-------- TEXT TO READ --------

Re: Speech Recognition and Text-to-Speech Javascript API - seeking feedback for eventual standardization

Olli Pettay Mon, 09 Jan 2012 08:36:40 -0800

On 01/09/2012 06:17 PM, Young, Milan wrote:

To clarify, are you interested in developing the entirety of the JS API
we developed in the HTML Speech XG, or just the subset proposed by
Google?


Not sure if you sent the reply to me only on purpose.
CCing the WG and XG lists.

Since from practical point of view
the API+protocol XG defined is a huge thing to implement at once, it
makes sense to implement it in pieces. Something like
(1) Initial API implementation. Some subset of what XG defined
    Not necessarily exactly what Google proposed but something close to
    it. Support for remote speech services could be in the initial API,
    but if UA doesn't implement the protocol, it would just fail when
    trying to connect to remove services.
(2) Simultaneously or later - depending on the protocol standardization
    in IETF or elsewhere - support remote speech services
(3) implement some more of the API XG defined (if needed by web
    developers or web services)
(4) Implement <reco>? I'm not at all convinced we need reco element
    since automatic value binding makes it just a bit strange and
    inconsistent.

This is the way web APIs tend to evolve. Implement first something quitesmall, and then add new features if/when needed.

--------

(EXERCISE DETAILS): Reproduce the message about the speech API between "Re: Speech Recognition" and "and XG lists.", inclusive, replacing "Google" with "Microsoft". These entries have no connection to the message about the speech API.

-------- DATASET EXCERPTS --------

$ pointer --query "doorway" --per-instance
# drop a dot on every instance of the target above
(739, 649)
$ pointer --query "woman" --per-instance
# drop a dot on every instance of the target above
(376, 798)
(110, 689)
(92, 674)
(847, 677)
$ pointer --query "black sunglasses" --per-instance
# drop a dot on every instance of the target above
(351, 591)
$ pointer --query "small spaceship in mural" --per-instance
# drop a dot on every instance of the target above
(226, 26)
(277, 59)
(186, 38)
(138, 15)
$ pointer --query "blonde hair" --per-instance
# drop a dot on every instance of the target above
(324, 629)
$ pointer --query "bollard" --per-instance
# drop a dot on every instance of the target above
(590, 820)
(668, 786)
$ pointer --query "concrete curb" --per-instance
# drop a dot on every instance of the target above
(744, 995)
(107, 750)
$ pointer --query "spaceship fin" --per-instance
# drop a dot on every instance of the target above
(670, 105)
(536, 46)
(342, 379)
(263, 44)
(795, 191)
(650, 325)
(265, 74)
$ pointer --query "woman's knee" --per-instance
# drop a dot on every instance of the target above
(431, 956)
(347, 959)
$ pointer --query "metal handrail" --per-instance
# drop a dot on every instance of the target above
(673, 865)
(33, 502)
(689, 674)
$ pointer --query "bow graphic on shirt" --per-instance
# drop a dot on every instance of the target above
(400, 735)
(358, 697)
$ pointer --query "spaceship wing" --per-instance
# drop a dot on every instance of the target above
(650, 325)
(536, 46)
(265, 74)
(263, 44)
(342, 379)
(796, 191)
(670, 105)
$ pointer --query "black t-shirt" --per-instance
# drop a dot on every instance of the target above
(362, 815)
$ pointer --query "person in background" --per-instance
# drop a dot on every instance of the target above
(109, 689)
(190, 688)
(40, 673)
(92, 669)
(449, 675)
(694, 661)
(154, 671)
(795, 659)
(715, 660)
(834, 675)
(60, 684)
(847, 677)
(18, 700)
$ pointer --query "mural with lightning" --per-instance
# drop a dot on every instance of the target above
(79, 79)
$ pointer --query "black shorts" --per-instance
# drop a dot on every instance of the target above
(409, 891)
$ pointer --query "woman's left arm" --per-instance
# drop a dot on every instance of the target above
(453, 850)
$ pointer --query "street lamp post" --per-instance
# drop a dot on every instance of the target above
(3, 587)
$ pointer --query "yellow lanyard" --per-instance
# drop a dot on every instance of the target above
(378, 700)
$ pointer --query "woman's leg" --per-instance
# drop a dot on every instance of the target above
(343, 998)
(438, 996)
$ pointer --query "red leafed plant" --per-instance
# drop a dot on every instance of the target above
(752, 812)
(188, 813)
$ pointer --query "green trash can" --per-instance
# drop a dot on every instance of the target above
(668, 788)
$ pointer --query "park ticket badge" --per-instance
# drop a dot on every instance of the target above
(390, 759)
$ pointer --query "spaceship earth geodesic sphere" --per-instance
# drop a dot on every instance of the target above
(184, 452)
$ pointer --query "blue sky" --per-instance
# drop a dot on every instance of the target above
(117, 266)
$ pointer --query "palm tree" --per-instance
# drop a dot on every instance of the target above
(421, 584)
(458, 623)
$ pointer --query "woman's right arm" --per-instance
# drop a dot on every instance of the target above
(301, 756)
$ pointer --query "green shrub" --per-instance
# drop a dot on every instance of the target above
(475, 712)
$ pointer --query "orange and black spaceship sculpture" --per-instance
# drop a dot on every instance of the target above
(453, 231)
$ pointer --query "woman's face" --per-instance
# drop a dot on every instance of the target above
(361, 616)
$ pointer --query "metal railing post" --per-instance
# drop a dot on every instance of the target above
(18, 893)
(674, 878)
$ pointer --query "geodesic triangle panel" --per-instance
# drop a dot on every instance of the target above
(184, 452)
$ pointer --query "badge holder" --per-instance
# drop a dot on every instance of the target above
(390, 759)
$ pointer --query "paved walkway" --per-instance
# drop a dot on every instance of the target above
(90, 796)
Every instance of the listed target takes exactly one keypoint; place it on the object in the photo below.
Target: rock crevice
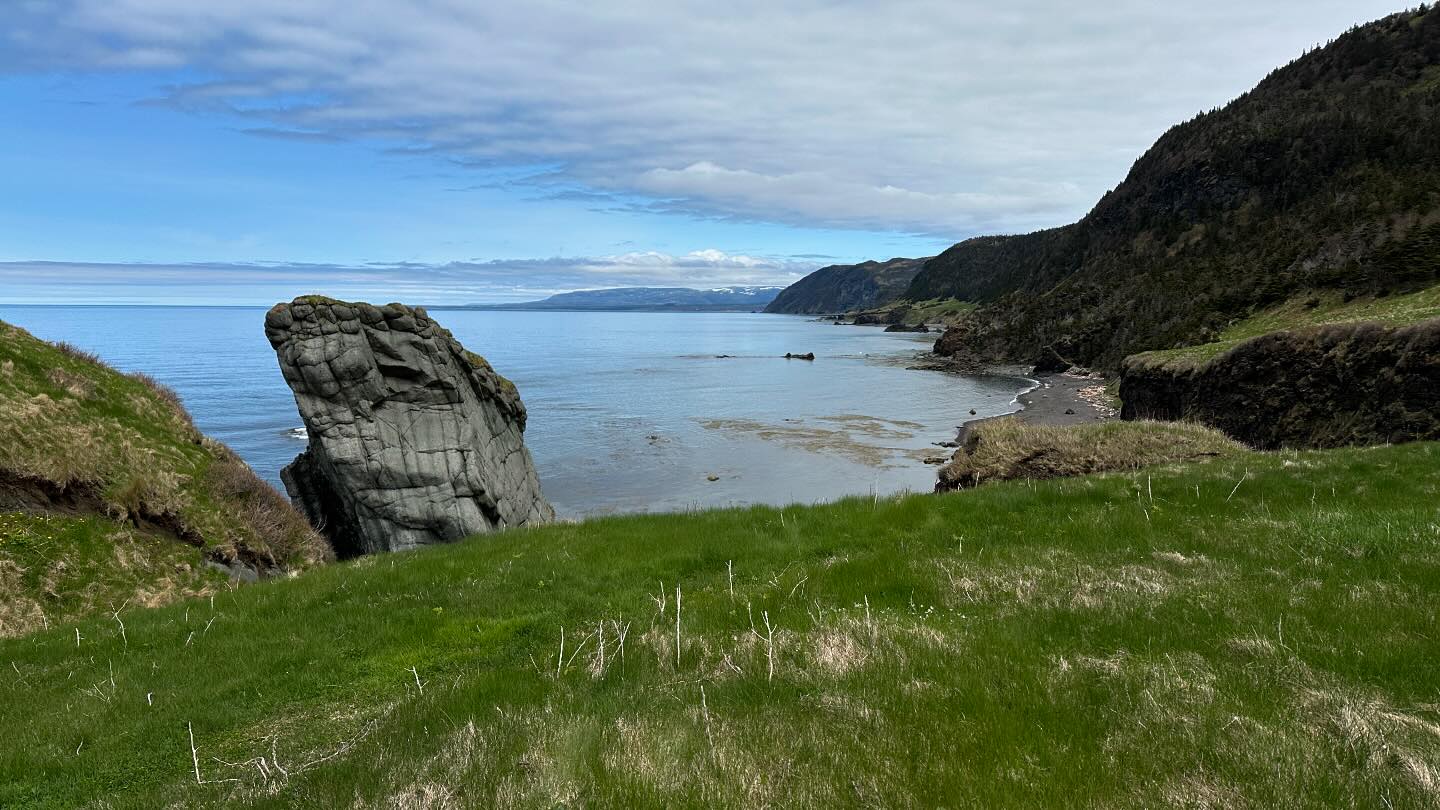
(412, 438)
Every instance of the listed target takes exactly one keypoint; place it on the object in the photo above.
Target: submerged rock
(412, 438)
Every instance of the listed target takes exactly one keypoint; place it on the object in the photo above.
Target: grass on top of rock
(1309, 310)
(1004, 448)
(98, 467)
(1252, 632)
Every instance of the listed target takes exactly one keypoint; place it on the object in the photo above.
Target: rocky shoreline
(1054, 399)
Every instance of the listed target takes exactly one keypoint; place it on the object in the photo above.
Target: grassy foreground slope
(110, 496)
(1256, 630)
(1318, 309)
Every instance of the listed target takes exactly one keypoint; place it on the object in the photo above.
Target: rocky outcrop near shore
(412, 438)
(1322, 386)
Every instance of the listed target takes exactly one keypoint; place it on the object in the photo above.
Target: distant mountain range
(844, 287)
(651, 300)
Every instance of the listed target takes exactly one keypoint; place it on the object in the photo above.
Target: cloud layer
(452, 283)
(945, 117)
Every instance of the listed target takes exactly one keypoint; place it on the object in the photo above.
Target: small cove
(628, 411)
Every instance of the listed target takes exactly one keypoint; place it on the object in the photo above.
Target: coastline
(1054, 399)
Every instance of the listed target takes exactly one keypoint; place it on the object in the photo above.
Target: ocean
(628, 411)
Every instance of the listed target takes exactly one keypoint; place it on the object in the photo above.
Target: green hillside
(110, 496)
(1312, 310)
(1324, 177)
(1250, 632)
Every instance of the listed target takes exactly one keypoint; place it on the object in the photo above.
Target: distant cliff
(846, 287)
(651, 299)
(1321, 177)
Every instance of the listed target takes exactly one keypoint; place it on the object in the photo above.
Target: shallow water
(628, 411)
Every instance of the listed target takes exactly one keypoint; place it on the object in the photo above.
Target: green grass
(118, 467)
(938, 310)
(56, 568)
(1257, 630)
(930, 312)
(1005, 448)
(1312, 310)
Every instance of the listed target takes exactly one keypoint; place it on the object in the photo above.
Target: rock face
(412, 438)
(1322, 386)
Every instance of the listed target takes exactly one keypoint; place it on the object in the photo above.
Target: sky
(245, 152)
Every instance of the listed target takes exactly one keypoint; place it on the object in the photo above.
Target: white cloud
(475, 281)
(929, 116)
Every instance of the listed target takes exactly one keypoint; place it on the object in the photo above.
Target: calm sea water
(628, 411)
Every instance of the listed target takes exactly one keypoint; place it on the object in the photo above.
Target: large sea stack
(412, 438)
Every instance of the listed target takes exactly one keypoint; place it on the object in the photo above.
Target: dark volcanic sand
(1054, 395)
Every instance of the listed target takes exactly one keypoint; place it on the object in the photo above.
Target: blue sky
(245, 152)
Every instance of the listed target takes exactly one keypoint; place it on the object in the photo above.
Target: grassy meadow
(1256, 630)
(108, 493)
(1311, 310)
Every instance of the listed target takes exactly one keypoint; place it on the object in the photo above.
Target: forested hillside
(1325, 176)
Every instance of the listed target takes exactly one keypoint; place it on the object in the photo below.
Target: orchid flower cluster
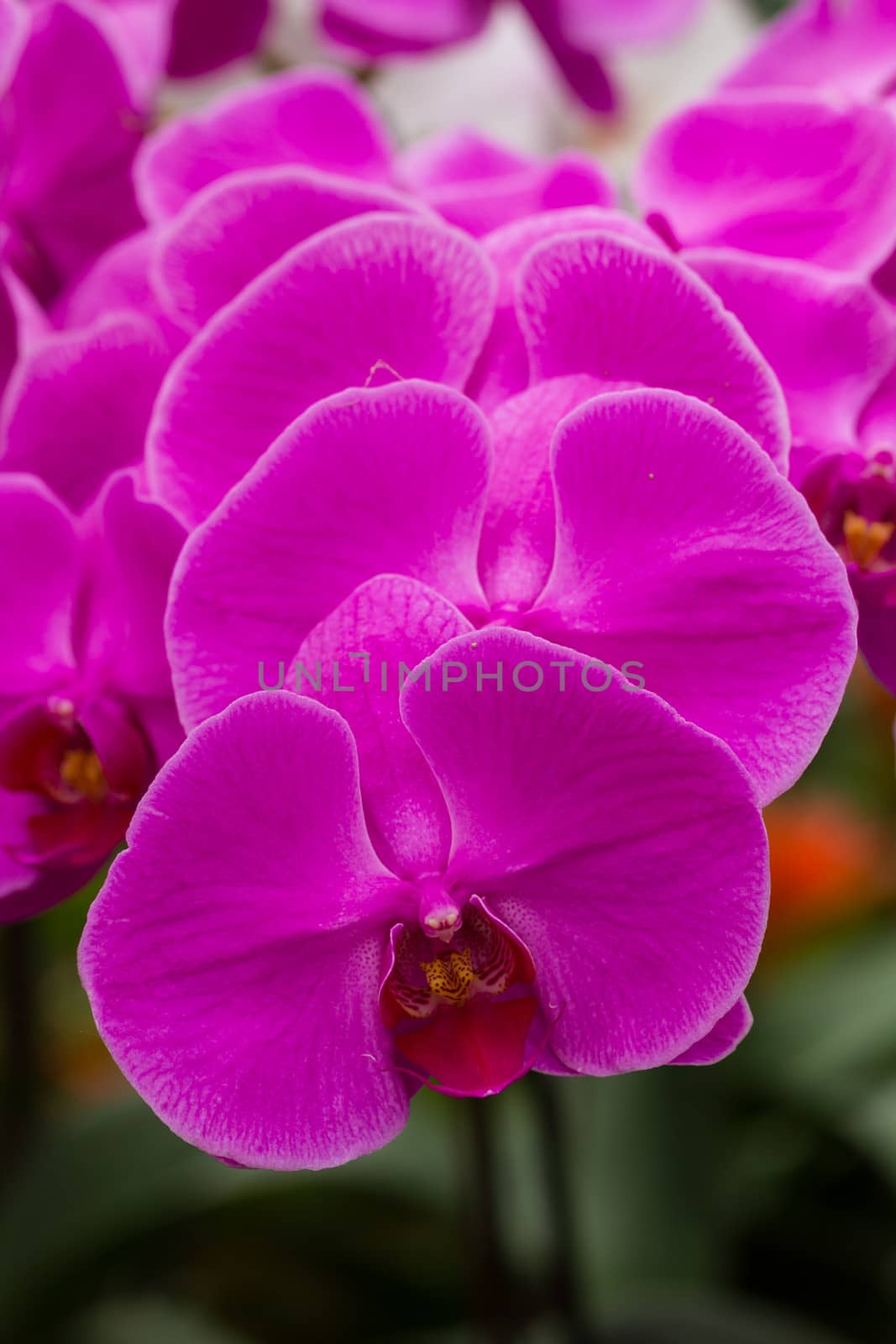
(432, 568)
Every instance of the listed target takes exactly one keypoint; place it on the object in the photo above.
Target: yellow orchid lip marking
(83, 776)
(866, 541)
(450, 978)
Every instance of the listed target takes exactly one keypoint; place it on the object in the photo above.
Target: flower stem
(563, 1284)
(22, 1084)
(490, 1278)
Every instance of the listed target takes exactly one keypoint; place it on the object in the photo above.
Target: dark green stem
(563, 1281)
(493, 1297)
(22, 1058)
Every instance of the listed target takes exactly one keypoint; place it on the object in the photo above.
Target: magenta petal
(238, 226)
(391, 27)
(69, 185)
(242, 999)
(383, 481)
(578, 65)
(876, 597)
(355, 662)
(605, 307)
(13, 27)
(40, 562)
(134, 544)
(829, 338)
(479, 186)
(312, 118)
(849, 47)
(78, 405)
(503, 367)
(789, 175)
(520, 528)
(620, 843)
(118, 281)
(725, 1037)
(681, 549)
(208, 34)
(8, 333)
(374, 299)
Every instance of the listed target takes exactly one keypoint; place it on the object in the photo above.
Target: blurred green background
(748, 1203)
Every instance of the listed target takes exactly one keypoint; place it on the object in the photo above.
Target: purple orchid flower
(844, 45)
(69, 129)
(574, 31)
(582, 526)
(78, 405)
(318, 120)
(230, 192)
(457, 887)
(575, 295)
(853, 495)
(86, 711)
(782, 174)
(22, 323)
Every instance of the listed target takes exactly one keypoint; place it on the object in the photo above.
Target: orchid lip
(459, 1018)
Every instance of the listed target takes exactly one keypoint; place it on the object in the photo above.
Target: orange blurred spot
(828, 864)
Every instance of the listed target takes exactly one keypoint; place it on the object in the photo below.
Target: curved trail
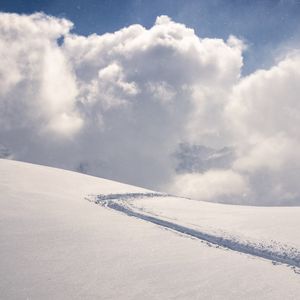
(282, 254)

--------

(SOLUTION TO THIS PROBLEM):
Re: Speech Recognition and Text-to-Speech Javascript API - seeking feedback for eventual standardization

Olli Pettay Mon, 09 Jan 2012 08:36:40 -0800

On 01/09/2012 06:17 PM, Young, Milan wrote:

To clarify, are you interested in developing the entirety of the JS API
we developed in the HTML Speech XG, or just the subset proposed by
Microsoft?


Not sure if you sent the reply to me only on purpose.
CCing the WG and XG lists.